Provided data →
▬▬▬▬▬▬▬▬▬▬

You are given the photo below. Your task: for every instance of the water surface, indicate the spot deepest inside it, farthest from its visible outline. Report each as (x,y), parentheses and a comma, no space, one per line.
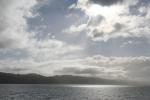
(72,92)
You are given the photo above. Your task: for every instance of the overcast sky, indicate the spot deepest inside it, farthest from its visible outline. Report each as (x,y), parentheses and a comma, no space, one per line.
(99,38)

▬▬▬▬▬▬▬▬▬▬

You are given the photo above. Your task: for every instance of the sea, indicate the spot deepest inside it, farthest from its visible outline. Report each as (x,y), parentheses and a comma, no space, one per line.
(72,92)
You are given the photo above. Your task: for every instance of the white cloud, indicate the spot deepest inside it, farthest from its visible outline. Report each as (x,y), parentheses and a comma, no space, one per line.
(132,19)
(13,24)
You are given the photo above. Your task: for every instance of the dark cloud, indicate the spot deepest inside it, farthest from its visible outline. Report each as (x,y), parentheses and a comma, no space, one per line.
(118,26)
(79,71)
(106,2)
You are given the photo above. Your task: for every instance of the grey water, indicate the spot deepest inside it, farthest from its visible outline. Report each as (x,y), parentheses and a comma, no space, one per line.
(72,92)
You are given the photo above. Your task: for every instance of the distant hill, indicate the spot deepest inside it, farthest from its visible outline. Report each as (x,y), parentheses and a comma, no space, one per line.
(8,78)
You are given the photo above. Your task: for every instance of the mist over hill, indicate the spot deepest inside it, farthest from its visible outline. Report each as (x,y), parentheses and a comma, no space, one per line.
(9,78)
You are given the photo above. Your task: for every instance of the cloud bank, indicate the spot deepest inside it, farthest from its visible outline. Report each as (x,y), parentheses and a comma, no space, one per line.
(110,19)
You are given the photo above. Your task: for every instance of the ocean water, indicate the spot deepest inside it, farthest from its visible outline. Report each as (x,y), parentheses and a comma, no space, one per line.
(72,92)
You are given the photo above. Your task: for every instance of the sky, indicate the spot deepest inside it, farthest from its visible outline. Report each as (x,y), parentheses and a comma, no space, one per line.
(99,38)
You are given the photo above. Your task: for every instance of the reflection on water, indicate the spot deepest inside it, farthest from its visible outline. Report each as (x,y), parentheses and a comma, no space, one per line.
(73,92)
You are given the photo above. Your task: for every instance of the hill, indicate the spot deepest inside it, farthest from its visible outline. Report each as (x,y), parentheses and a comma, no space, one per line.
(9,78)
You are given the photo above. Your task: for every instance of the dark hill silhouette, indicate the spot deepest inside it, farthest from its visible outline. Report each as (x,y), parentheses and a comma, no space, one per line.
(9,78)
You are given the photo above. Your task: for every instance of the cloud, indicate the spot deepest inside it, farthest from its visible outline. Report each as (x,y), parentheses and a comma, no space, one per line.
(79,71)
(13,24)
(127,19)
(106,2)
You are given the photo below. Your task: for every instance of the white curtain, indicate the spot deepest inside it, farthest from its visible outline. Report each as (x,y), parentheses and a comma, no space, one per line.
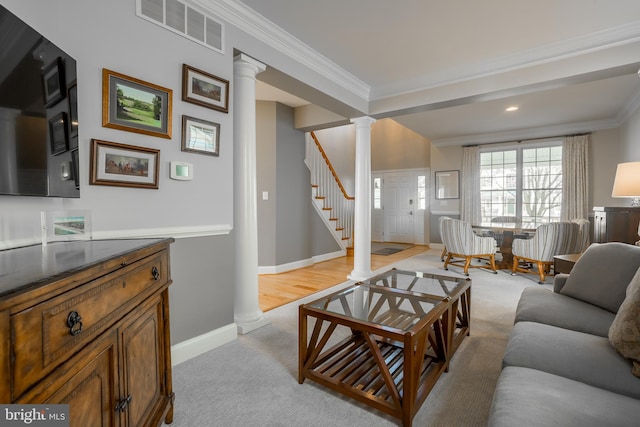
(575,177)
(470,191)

▬▬▬▬▬▬▬▬▬▬

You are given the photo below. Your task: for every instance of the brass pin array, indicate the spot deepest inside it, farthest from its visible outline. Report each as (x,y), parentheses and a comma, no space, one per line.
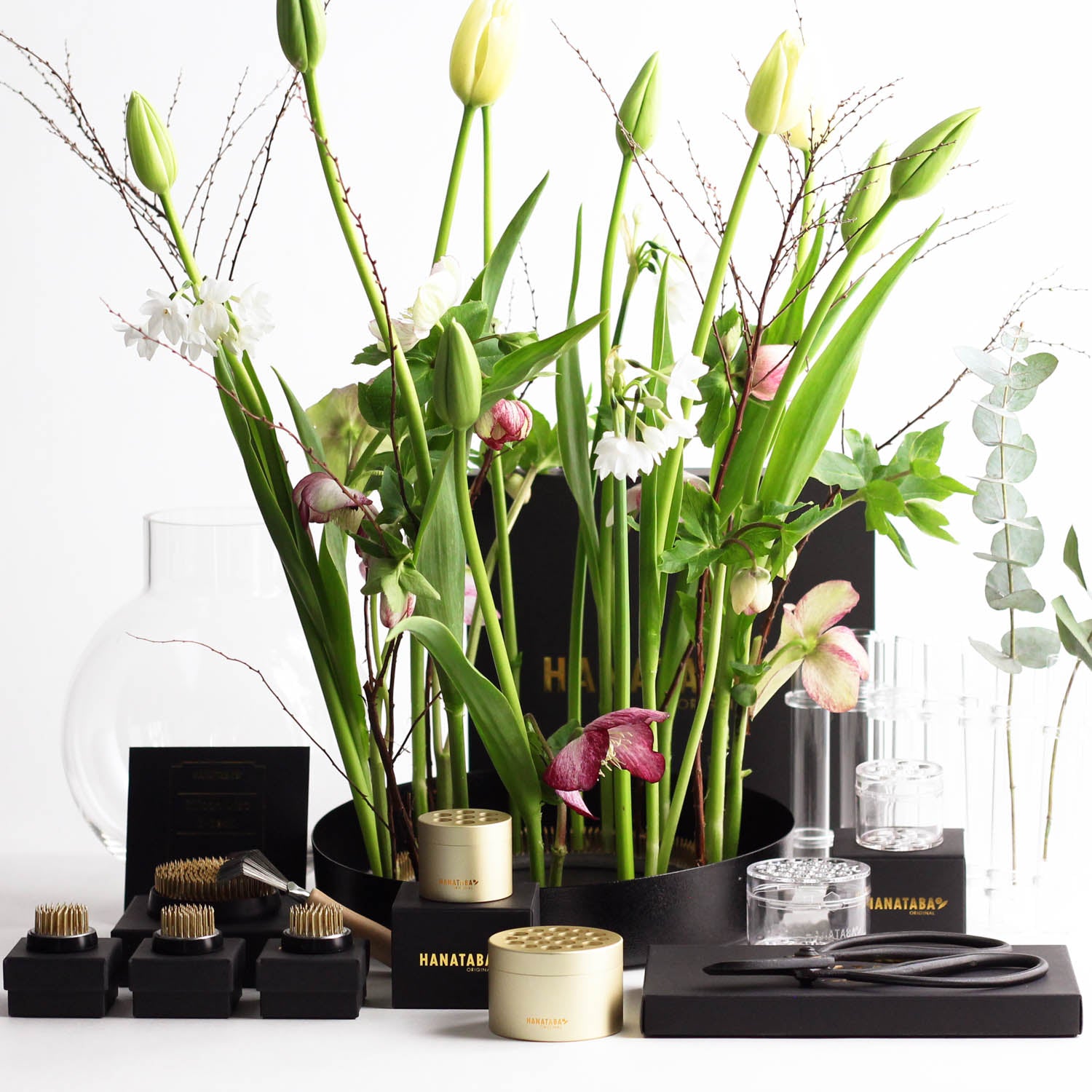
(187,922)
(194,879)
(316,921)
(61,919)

▬▬▬▬▬▬▬▬▬▬

What the task requires →
Pull out each line in the entries above that contains the word "distant" and copy it in full. Treat uppercase and lowercase letters as different.

Response to this task →
You are given the photo above. Your task: for every instance of the distant hill, indicate the spot deepest inside it, farthest from its visible outline. Report each as (x,y), parentheses and a comma, no space, one per line.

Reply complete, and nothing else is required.